Text:

The spread of misinformation on social media can result in the public breaking lockdown, a study has found.
An NUI Galway study also found that while social media networks can provide information on the crisis, once users are "overloaded" with social media content, they are more likely to believe unverified information.
Misinformation is defined as false information which is intended to deceive the public, and the study was carried out by the JE Cairnes School of Business and Economics at NUI Galway.
"We have already seen the impact misinformation spreading through social media can have in political elections," said co-author of the study Dr Eoin Whelan, senior lecturer in Business Information Systems at the business school.
"Now, we are witnessing its harmful effects on public health in the midst of the Covid-19 pandemic.
"Our study suggests when people become overloaded with social media content, they are not only more likely to believe unverified Covid-19 information, but will further contribute to the problem by spreading the misinformation on to others."
The study also examines 'cyberchondria', which is the unfounded concern around common symptoms based on online searches of those symptoms.
The data shows that those who are more susceptible to Covid-19 spend more time searching online for symptoms, which increases their stress and anxiety.
Dr Whelan said that social media companies can play a part in curbing misinformation by restricting the amount of Covid-19 information.
"Additionally, health organisations can use our findings to educate social media users to consume content in a sustainable manner and thus avoid these problems," he said.
"WhatsApp has already introduced restrictions on the forwarding of messages containing Covid-19-related information, while Google directs people searching for Covid-19 related information to trusted websites."
The study was authored by Dr Whelan with Samuli Laato and Najmul Islam of the University of Turku in Finland and is published in the European Journal of Information Systems.

Given data:
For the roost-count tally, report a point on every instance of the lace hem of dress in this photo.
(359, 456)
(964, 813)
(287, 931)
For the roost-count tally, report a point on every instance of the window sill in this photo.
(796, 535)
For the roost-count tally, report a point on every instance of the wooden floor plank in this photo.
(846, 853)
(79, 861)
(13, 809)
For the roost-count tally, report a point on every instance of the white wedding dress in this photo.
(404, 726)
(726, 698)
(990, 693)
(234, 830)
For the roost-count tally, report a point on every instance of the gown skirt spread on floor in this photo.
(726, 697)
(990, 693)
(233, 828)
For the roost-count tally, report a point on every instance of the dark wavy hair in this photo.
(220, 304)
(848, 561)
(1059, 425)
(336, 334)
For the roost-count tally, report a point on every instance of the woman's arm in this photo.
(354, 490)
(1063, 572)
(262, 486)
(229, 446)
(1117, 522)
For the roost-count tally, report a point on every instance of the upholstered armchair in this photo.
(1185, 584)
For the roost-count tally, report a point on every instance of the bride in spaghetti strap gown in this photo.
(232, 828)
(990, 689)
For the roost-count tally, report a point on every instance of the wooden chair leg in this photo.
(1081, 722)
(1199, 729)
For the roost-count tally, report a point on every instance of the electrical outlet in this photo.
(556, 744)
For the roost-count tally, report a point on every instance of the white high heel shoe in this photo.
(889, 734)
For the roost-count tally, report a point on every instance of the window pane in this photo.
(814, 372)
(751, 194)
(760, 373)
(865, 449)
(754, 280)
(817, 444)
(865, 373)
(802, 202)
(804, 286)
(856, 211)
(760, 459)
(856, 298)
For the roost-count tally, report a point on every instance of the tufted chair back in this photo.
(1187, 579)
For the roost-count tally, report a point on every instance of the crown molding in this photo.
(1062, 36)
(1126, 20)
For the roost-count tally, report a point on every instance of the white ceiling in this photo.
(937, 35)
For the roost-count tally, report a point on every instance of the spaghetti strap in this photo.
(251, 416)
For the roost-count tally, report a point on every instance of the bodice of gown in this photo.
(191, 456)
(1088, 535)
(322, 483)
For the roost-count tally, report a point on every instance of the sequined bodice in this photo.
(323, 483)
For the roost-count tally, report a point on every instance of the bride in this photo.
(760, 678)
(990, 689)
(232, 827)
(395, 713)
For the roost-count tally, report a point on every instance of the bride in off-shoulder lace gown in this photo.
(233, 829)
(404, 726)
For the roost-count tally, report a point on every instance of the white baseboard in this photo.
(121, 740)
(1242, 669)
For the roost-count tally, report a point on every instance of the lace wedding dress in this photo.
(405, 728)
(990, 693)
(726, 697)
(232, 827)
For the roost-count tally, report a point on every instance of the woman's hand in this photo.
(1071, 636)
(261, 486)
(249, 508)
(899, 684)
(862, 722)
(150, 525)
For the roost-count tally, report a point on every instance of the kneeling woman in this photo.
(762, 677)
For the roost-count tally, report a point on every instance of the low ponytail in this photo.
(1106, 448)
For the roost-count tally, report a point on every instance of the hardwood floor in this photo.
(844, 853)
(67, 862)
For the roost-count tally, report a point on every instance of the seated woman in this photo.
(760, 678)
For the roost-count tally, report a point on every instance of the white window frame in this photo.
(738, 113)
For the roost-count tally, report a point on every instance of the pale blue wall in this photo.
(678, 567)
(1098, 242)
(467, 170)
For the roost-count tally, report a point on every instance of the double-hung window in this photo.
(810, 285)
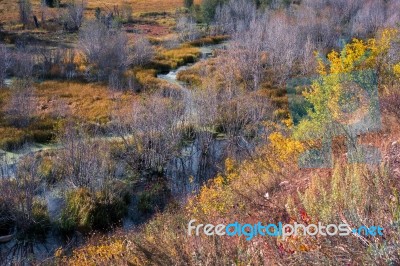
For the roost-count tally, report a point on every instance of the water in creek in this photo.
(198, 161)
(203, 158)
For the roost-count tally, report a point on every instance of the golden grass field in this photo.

Required actions:
(1) According to the NUI Galway study article, in which journal is the study published?
(2) For each statement, say whether it agrees with the NUI Galway study article, and quote the words that decide it. (a) Dr Eoin Whelan is a senior lecturer in Business Information Systems. (b) The study was carried out by the University of Turku. (c) WhatsApp has restricted the forwarding of messages containing Covid-19-related information.
The rows have no connection to the NUI Galway study article.

Exercise solutions:
(1) The European Journal of Information Systems.

(2)
(a) Yes: "senior lecturer in Business Information Systems at the business school"
(b) No: "the study was carried out by the JE Cairnes School of Business and Economics at NUI Galway"
(c) Yes: "WhatsApp has already introduced restrictions on the forwarding of messages containing Covid-19-related information"